:: What the task requires ::
Copy each line of the following material exactly.

BEGIN Source information

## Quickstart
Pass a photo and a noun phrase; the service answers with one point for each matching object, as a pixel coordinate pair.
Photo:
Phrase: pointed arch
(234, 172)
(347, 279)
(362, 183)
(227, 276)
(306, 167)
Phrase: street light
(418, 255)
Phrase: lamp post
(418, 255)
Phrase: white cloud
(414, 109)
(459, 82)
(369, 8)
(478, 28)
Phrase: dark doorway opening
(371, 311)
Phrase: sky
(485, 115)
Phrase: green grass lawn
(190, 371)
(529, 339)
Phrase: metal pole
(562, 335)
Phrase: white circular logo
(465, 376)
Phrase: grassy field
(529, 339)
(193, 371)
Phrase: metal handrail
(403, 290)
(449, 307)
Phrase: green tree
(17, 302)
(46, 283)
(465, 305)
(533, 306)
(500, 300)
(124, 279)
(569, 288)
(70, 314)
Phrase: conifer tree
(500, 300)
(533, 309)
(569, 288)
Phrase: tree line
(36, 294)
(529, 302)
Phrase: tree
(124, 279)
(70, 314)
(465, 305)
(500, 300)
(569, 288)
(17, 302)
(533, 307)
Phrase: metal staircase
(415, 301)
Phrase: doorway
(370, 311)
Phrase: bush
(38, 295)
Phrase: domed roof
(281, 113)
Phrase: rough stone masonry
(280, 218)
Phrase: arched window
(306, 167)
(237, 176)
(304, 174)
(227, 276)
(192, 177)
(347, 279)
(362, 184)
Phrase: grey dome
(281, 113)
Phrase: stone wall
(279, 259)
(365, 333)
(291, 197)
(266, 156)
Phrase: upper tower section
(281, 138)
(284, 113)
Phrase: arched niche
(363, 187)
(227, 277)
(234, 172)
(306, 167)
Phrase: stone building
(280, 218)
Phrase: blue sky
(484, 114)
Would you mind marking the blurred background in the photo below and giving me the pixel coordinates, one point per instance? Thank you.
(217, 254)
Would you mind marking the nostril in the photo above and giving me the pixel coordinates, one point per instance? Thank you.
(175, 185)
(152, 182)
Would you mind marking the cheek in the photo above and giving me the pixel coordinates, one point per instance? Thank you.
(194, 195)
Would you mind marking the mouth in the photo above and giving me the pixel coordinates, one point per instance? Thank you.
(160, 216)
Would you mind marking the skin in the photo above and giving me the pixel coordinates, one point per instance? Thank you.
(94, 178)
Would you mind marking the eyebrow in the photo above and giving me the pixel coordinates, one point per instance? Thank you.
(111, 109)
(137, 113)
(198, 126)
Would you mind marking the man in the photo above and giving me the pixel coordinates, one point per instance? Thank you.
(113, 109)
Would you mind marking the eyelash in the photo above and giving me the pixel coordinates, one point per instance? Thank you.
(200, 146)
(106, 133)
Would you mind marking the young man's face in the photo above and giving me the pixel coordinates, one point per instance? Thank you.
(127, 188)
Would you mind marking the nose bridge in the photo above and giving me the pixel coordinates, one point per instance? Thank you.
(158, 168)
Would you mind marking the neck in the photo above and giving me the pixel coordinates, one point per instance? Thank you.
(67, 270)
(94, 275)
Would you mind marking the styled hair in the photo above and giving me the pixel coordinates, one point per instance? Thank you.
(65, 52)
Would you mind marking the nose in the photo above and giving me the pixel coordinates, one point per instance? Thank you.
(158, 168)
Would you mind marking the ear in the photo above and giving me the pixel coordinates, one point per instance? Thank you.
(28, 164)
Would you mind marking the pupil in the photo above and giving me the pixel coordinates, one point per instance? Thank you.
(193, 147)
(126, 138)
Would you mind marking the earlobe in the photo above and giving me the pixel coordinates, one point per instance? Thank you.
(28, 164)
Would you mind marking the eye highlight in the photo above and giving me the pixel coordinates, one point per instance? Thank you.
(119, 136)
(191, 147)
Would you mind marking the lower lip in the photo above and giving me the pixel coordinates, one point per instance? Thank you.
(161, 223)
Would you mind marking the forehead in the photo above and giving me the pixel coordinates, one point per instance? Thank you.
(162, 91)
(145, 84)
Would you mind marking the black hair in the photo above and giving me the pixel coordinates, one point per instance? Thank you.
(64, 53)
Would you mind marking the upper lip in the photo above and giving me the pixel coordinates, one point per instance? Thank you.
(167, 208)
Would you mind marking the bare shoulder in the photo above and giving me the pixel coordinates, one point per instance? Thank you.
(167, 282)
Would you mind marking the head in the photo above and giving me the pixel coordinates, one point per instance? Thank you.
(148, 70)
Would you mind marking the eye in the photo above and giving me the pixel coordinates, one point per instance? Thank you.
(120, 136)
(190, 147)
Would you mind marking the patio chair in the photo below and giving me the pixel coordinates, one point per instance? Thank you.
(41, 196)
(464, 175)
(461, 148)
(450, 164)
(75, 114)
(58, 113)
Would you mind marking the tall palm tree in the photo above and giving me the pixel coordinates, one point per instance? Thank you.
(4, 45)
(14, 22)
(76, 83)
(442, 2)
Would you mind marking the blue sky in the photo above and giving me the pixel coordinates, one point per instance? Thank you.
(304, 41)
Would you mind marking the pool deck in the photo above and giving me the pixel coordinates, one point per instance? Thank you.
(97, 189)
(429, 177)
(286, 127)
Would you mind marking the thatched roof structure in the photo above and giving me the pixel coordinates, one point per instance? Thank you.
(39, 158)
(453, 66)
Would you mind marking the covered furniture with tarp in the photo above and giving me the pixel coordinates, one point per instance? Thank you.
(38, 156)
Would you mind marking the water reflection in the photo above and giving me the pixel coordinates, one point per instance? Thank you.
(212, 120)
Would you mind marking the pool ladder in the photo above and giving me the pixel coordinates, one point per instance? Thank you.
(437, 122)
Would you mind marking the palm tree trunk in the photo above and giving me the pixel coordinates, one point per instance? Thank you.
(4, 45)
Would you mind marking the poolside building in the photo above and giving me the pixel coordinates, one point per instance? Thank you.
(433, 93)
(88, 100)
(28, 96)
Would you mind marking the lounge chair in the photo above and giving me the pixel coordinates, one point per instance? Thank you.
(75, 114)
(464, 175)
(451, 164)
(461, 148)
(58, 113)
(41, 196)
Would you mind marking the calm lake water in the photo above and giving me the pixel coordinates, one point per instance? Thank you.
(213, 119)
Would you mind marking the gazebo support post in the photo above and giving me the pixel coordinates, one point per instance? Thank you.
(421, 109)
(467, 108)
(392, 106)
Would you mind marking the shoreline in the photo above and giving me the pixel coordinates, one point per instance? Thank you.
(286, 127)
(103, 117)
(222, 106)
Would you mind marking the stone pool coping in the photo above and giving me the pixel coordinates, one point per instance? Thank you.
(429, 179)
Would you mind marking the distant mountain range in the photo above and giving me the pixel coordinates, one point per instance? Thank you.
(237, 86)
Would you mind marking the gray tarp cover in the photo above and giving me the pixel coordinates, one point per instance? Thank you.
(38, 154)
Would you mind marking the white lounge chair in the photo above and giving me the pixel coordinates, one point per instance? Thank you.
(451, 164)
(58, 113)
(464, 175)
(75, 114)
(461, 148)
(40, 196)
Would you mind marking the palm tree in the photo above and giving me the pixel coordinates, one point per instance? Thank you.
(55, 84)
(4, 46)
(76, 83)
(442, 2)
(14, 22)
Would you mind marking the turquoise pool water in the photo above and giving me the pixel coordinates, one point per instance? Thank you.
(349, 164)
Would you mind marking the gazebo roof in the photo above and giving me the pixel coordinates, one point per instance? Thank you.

END Source information

:: Problem solution ::
## Quickstart
Pass a photo and a noun phrase; the service answers with one point for each matching object, as a pixel coordinate pair.
Photo:
Phrase: pointed arch
(234, 172)
(347, 279)
(362, 183)
(227, 276)
(306, 167)
Phrase: street light
(418, 255)
Phrase: lamp post
(418, 255)
Phrase: white cloud
(414, 109)
(459, 82)
(369, 8)
(478, 28)
Phrase: dark doorway opening
(371, 311)
Phrase: sky
(485, 115)
Phrase: green grass lawn
(190, 371)
(529, 339)
Phrase: metal pole
(562, 335)
Phrase: white circular logo
(465, 376)
Phrase: grassy field
(529, 339)
(193, 371)
Phrase: metal handrail
(403, 290)
(449, 307)
Phrase: green tree
(17, 302)
(46, 283)
(465, 305)
(533, 306)
(500, 300)
(124, 279)
(569, 288)
(70, 314)
Phrase: conifer tree
(500, 300)
(533, 309)
(569, 288)
Phrase: tree line
(36, 294)
(529, 302)
Phrase: tree
(124, 279)
(70, 314)
(465, 305)
(500, 300)
(569, 288)
(17, 302)
(533, 307)
Phrase: metal staircase
(415, 301)
Phrase: doorway
(370, 311)
Phrase: bush
(38, 295)
Phrase: domed roof
(281, 113)
Phrase: rough stone masonry
(280, 218)
Phrase: arched window
(306, 167)
(237, 176)
(304, 174)
(227, 276)
(192, 177)
(347, 279)
(362, 184)
Phrase: grey dome
(281, 113)
Phrase: stone wall
(279, 259)
(365, 333)
(291, 197)
(266, 156)
Phrase: upper tower section
(281, 138)
(284, 113)
Phrase: arched niche
(363, 187)
(227, 277)
(234, 172)
(306, 167)
Phrase: stone building
(280, 218)
Phrase: blue sky
(484, 114)
Would you mind marking the blurred background in the photo below and giving me the pixel coordinates, one point per instance? Thank you.
(217, 254)
Would you mind marking the nostril in the photo above and giving me the pixel coordinates, one point per instance? Thank you.
(175, 185)
(152, 182)
Would you mind marking the cheek in the photo above and giving me the pixel coordinates, one point per instance? Thank you.
(194, 195)
Would you mind marking the mouth in the photo above and giving me the pixel coordinates, one point per instance? Thank you.
(160, 216)
Would you mind marking the skin in the photo above and giving me the pixel coordinates, one point per instance? Thank you.
(94, 178)
Would you mind marking the eyebrow in the photo above and giving me the pixel coordinates, one point per instance? Thank you.
(111, 109)
(137, 113)
(198, 126)
Would you mind marking the man in the photo above and giving me the pixel coordinates, one point per instance? Thank you.
(113, 109)
Would you mind marking the eyelash in the photo above and giving me the pixel coordinates, one point per instance? Thank you.
(200, 146)
(106, 133)
Would you mind marking the young man's face in the photo above and giving me the pixel coordinates, one point per instance? Thank you.
(127, 188)
Would you mind marking the nose bridge in the photo above and giving me the pixel coordinates, one point per instance? Thank you.
(158, 168)
Would you mind marking the neck in the photo above and giving me the pixel coordinates, one point per instance? Thank you.
(67, 270)
(94, 275)
Would you mind marking the styled hair in the photo above and giving me the pixel coordinates, one point per instance? Thank you.
(65, 52)
Would you mind marking the nose in the photo above and giving me the pixel coordinates, one point per instance? Thank you.
(158, 168)
Would you mind marking the ear in the photo above and giving me the pixel coordinates, one point per instance? Thank you.
(28, 164)
Would you mind marking the pupil in the photo above and giving me the pixel coordinates, one point per instance? Thank you.
(193, 147)
(126, 138)
Would you mind marking the earlobe in the photo above and giving me the pixel coordinates, one point per instance? Thank you.
(28, 164)
Would you mind marking the eye highlight in the photo above and giving me the pixel coordinates, one point per instance? Thank you.
(119, 136)
(191, 147)
Would you mind marking the lower lip in the photo above and giving me the pixel coordinates, one point per instance? Thank you.
(161, 223)
Would you mind marking the forehead in the photo above and giving me the pixel coordinates, one point per instance? Thank you.
(162, 91)
(145, 84)
Would you mind marking the black hair in the photo above and giving me the pixel coordinates, one point per instance? Thank you.
(64, 53)
Would you mind marking the upper lip in the photo above and giving me the pixel coordinates, one point per instance? Thank you.
(167, 208)
Would you mind marking the bare shoulder in the photo above and giving me the pixel coordinates, one point per instance? Thank you.
(167, 282)
Would you mind marking the head in the photo above and giving me the pixel coordinates, one point per instance? Thank you.
(148, 70)
Would you mind marking the eye in the photo above and giving me the pixel coordinates, one point per instance? Thank you.
(120, 136)
(190, 147)
Would you mind marking the patio chair in the photo below and giving me the pixel coordinates, one point per instance? Thank you.
(41, 196)
(464, 175)
(461, 148)
(450, 164)
(75, 114)
(58, 113)
Would you mind marking the tall palm tree in the photo above and giving me the pixel coordinates, one point per instance? Thank you.
(4, 45)
(14, 22)
(76, 83)
(442, 2)
Would you mind marking the blue sky in the photo above and giving me the pixel coordinates, one point per instance? Thank you.
(304, 41)
Would you mind marking the pool deck in the photo above and giving me the pixel coordinates, one point per instance? Thank you.
(97, 189)
(429, 177)
(286, 127)
Would you mind marking the thatched roof structure in the photo above and giving me the pixel coordinates, one point per instance? Thank you.
(39, 158)
(453, 66)
Would you mind marking the covered furniture with tarp in the photo above and giving me the pixel coordinates, one point per instance? Thank you.
(38, 156)
Would you mind marking the water reflection in the photo above and giving me the pixel coordinates, one point per instance? Thank you.
(212, 120)
Would you mind marking the pool ladder in the photo above and giving me the pixel coordinates, one point per instance? Thank you.
(437, 122)
Would you mind marking the palm tree trunk in the photo above and giving me the pixel coordinates, one point per instance? Thank you.
(4, 45)
Would you mind marking the poolside building in the photo above and giving me the pixel coordinates, one point per instance? Thank you.
(433, 93)
(88, 100)
(28, 96)
Would you mind marking the lounge chair in the photo above and giving me the pixel coordinates, one point per instance? Thank you.
(75, 114)
(464, 175)
(451, 164)
(461, 148)
(58, 113)
(41, 196)
Would you mind marking the calm lake water in the photo above and giving me the pixel coordinates, one point per instance? Thank you.
(213, 119)
Would you mind marking the gazebo support post in the photo above and giving me the pixel coordinates, one point per instance? Thank you.
(421, 109)
(467, 108)
(392, 106)
Would you mind marking the shoreline in the photo above and giving me the pixel coordinates, one point per instance? Thank you.
(286, 127)
(103, 117)
(222, 106)
Would you mind marking the stone pool coping in the photo above and giving me the pixel coordinates, one point per instance? Thank you.
(429, 179)
Would you mind marking the distant mountain range in the photo above and giving me the pixel coordinates, one point per instance? Thank you.
(237, 86)
Would you mind marking the gray tarp cover in the photo above and giving me the pixel coordinates, one point per instance? Thank you.
(38, 154)
Would you mind marking the white lounge chair in the photo above and giving me the pixel coordinates, one point per instance? Thank you.
(451, 164)
(58, 113)
(464, 175)
(75, 114)
(461, 148)
(40, 196)
Would you mind marking the palm tree in the photo above and giving me the pixel coordinates, one point per instance? Thank you.
(55, 84)
(4, 46)
(76, 83)
(442, 2)
(14, 22)
Would you mind marking the turquoise pool water in the photo above and giving me the pixel coordinates, one point per instance? Thank you.
(349, 164)
Would you mind marking the gazebo roof in the photo above and giving me the pixel coordinates, one point per instance? Thank you.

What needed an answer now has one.